#### REQUEST
Count the lines of the material that contain the string "roof", treating uppercase and lowercase as different, and reply with only that number.

#### ENTRIES SUPPLIED
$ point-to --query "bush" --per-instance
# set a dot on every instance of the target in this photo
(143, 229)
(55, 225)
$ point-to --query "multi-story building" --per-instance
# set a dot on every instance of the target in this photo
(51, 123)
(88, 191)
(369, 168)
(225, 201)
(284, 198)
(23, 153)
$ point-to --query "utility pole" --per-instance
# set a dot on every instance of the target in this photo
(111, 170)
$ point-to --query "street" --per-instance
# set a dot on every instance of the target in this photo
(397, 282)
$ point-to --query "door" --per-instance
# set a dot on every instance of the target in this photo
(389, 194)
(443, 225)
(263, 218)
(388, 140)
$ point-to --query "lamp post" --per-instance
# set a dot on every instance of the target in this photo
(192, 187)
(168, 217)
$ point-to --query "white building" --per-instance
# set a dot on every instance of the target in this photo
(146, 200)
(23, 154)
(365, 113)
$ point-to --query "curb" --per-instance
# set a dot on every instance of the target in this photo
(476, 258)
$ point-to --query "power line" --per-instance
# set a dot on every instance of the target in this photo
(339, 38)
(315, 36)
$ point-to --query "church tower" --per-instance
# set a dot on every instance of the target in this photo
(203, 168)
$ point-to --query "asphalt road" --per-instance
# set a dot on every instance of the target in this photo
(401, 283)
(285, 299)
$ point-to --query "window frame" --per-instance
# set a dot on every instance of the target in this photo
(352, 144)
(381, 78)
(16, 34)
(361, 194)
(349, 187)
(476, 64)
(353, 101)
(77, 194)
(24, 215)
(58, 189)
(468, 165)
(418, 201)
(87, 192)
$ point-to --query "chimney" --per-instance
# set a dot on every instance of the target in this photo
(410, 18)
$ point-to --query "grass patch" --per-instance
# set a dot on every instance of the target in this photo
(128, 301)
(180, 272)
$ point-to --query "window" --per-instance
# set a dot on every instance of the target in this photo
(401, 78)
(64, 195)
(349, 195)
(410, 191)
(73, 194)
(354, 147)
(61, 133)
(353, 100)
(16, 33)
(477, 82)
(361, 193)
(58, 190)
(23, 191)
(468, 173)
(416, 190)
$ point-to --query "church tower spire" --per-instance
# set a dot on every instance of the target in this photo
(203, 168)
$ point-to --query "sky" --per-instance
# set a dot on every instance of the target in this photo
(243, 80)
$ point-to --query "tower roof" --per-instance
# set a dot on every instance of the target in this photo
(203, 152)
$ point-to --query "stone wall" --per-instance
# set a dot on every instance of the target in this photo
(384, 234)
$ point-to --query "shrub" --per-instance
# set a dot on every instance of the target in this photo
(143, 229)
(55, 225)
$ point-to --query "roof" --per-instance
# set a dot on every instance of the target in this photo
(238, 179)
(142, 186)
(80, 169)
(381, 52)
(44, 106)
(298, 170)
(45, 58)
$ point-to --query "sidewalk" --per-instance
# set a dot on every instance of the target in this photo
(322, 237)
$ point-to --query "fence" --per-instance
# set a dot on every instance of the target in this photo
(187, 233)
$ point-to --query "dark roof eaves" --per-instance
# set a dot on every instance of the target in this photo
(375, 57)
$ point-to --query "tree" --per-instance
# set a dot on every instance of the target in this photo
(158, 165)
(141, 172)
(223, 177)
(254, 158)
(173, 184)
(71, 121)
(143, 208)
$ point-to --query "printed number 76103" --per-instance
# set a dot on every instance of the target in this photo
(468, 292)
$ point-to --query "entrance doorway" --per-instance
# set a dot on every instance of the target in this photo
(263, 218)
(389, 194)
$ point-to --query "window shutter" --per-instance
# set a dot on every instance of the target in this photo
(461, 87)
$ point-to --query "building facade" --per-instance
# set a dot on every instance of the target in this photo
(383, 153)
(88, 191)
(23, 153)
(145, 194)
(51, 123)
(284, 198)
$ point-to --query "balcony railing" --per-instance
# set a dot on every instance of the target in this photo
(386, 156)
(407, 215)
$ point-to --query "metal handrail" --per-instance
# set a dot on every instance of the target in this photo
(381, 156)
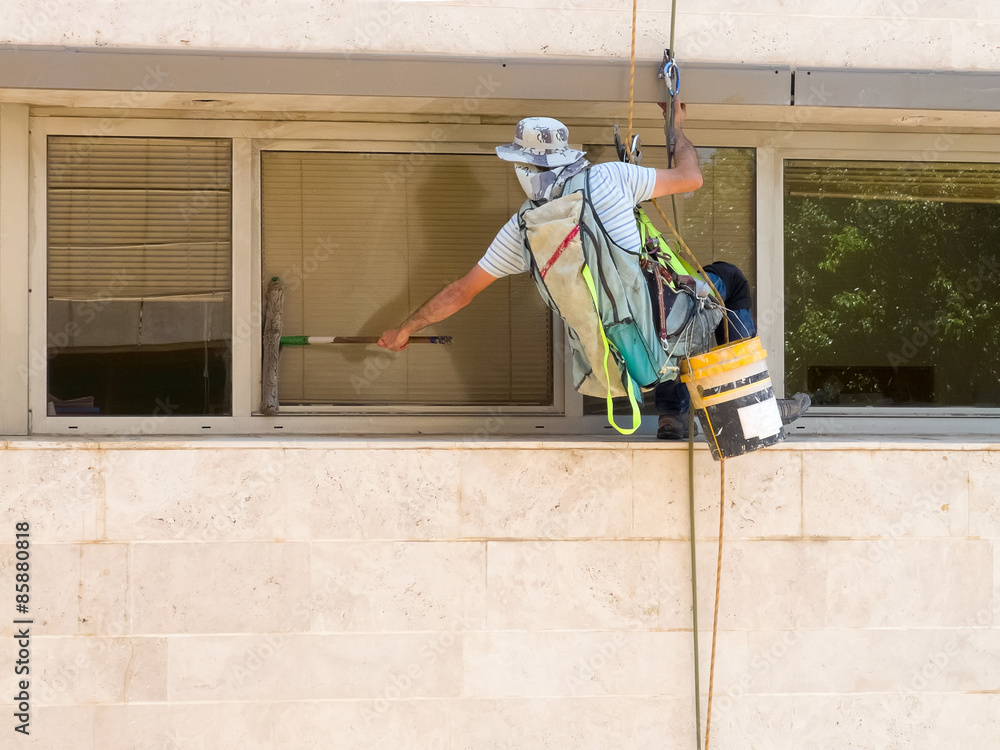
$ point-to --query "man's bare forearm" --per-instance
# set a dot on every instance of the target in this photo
(685, 155)
(442, 305)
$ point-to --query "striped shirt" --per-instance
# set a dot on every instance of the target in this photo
(615, 188)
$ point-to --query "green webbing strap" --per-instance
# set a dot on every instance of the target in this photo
(648, 229)
(636, 416)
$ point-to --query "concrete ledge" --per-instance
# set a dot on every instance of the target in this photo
(450, 443)
(234, 72)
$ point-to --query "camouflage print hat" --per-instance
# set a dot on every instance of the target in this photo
(541, 141)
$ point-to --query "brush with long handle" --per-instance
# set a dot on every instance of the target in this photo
(272, 341)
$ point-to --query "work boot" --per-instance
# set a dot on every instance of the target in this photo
(792, 408)
(672, 426)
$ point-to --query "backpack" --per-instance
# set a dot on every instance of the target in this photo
(604, 292)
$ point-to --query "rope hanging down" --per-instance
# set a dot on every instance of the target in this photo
(671, 76)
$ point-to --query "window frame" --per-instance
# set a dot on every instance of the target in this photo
(791, 139)
(894, 147)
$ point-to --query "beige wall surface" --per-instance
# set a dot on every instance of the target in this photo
(315, 593)
(919, 34)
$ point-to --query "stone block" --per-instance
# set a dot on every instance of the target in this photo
(885, 494)
(68, 670)
(199, 494)
(885, 660)
(984, 494)
(548, 494)
(373, 494)
(763, 495)
(316, 667)
(398, 586)
(765, 584)
(75, 589)
(637, 663)
(57, 491)
(223, 587)
(597, 585)
(909, 583)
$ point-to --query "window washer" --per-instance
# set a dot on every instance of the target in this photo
(544, 162)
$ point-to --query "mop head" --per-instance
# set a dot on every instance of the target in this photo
(274, 299)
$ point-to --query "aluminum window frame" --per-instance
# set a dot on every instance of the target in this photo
(773, 144)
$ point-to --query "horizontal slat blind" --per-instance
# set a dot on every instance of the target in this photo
(363, 239)
(893, 180)
(138, 217)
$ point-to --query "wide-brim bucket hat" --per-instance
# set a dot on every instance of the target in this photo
(541, 141)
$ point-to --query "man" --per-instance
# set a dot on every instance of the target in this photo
(544, 161)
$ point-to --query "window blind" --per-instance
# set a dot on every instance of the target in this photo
(361, 240)
(894, 180)
(138, 218)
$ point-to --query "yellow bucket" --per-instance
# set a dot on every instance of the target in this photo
(731, 389)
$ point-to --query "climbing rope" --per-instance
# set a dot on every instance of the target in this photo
(670, 76)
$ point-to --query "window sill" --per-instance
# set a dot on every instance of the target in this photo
(446, 442)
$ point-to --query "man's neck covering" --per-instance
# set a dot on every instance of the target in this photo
(545, 185)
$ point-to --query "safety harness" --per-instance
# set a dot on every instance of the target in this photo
(622, 342)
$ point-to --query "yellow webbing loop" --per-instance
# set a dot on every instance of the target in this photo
(636, 416)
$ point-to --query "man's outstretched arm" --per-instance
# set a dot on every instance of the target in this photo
(442, 305)
(685, 175)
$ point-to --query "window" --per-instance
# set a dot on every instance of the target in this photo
(362, 239)
(892, 274)
(139, 276)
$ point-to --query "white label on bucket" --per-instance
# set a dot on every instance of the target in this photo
(760, 420)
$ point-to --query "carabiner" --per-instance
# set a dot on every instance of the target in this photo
(671, 74)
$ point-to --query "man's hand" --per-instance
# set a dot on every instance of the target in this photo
(680, 111)
(395, 339)
(442, 305)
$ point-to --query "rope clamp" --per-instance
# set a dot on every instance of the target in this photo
(670, 73)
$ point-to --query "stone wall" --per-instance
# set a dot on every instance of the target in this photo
(317, 593)
(920, 34)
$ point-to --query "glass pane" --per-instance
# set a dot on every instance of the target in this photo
(892, 276)
(363, 239)
(139, 276)
(718, 222)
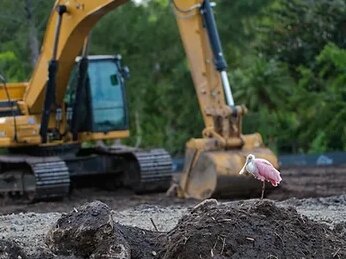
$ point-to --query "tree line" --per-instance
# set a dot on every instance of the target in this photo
(286, 58)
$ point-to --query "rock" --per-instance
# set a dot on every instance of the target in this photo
(10, 250)
(88, 231)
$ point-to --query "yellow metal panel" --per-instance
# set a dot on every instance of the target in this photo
(206, 79)
(80, 18)
(15, 90)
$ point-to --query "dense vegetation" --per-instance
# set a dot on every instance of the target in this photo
(287, 61)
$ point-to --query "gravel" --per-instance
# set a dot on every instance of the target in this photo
(29, 229)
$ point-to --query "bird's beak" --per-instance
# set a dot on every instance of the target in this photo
(242, 171)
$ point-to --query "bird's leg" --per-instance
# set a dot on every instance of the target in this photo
(263, 186)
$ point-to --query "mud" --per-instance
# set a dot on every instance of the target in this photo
(310, 182)
(240, 229)
(10, 250)
(252, 229)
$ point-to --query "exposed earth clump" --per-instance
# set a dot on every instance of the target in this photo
(10, 250)
(91, 232)
(244, 229)
(252, 229)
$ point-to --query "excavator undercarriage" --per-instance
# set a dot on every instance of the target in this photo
(48, 177)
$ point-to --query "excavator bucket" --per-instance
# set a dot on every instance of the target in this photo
(216, 173)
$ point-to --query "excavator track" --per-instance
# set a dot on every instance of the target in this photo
(34, 178)
(155, 170)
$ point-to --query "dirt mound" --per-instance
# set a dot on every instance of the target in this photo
(246, 229)
(251, 229)
(89, 231)
(10, 250)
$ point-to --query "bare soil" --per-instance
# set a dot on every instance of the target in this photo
(316, 227)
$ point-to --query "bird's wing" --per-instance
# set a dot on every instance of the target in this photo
(267, 170)
(264, 161)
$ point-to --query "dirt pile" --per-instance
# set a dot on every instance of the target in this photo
(10, 250)
(251, 229)
(90, 232)
(245, 229)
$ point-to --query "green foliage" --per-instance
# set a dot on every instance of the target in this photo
(320, 100)
(286, 59)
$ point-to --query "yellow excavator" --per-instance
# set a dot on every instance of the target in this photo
(72, 98)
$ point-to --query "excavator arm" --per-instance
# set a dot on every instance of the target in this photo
(212, 162)
(77, 21)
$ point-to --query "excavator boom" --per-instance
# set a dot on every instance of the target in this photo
(212, 163)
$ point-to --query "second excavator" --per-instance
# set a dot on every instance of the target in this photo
(212, 163)
(71, 99)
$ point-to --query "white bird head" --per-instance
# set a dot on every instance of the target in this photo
(249, 159)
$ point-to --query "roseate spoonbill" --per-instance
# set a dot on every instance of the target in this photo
(262, 170)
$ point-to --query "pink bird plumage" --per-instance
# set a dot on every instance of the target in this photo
(262, 170)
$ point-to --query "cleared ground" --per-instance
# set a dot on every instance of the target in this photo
(27, 224)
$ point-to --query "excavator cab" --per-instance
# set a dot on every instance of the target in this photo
(213, 162)
(102, 106)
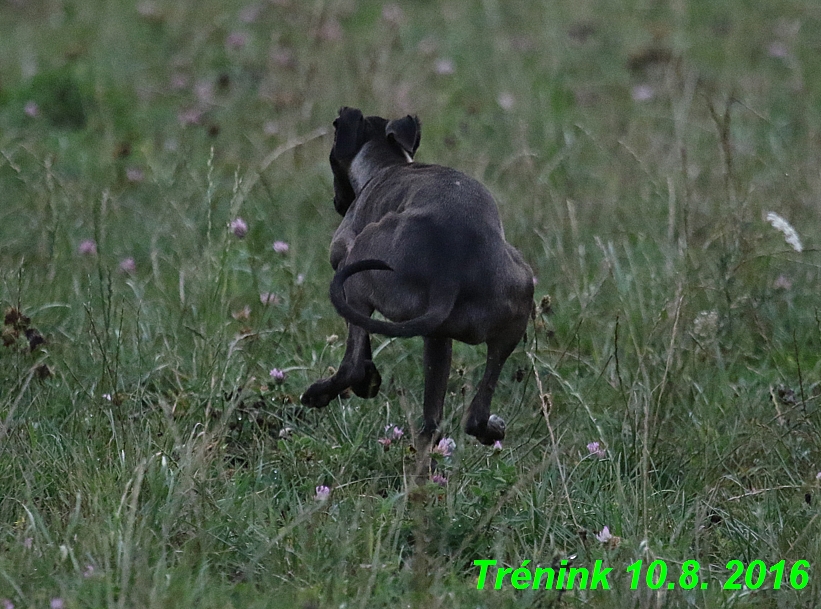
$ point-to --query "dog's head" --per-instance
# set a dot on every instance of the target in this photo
(391, 142)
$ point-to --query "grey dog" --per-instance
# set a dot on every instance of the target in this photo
(424, 246)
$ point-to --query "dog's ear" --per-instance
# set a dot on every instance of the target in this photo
(407, 132)
(350, 133)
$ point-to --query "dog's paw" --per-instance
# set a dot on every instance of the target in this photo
(368, 387)
(495, 429)
(488, 432)
(317, 395)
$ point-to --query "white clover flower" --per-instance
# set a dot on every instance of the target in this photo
(790, 234)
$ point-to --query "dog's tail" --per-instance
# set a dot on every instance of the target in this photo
(418, 326)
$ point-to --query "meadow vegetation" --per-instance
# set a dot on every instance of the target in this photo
(153, 451)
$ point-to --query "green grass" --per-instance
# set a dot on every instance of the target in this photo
(147, 458)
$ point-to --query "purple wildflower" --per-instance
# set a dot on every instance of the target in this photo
(595, 448)
(445, 447)
(87, 248)
(239, 227)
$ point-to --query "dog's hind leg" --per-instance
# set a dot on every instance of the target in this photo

#### OUTPUT BELOW
3